■ PROBLEM REQUIREMENTS
Report how many of the lines below contain the string "stone", matching case exactly, and give only the number.

■ SUPPLIED ENTRIES
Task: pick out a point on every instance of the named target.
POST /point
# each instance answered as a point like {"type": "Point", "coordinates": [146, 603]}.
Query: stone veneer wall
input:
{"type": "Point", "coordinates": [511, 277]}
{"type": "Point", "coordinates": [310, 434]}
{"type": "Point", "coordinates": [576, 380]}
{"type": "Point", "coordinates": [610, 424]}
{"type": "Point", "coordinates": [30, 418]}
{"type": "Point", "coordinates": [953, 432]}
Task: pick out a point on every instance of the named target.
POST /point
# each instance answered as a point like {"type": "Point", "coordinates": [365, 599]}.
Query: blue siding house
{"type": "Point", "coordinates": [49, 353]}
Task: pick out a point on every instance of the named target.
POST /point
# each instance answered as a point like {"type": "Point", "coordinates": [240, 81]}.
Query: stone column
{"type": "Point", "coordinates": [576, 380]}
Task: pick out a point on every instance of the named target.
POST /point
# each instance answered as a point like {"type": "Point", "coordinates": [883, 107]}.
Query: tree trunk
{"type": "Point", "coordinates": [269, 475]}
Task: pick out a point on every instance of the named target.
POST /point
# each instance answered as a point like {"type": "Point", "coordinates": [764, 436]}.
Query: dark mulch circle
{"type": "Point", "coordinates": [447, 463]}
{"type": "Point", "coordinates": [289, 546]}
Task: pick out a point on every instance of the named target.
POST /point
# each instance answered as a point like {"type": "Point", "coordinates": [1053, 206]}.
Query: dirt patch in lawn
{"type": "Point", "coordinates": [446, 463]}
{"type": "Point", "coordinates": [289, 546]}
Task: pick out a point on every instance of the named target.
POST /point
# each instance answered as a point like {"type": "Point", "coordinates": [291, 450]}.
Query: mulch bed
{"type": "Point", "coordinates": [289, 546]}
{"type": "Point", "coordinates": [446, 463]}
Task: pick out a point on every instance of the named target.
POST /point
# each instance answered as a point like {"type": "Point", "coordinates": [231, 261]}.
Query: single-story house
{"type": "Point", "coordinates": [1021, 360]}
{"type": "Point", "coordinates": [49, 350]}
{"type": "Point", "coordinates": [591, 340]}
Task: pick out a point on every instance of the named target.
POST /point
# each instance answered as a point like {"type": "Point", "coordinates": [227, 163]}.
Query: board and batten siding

■ FINISHED EXERCISE
2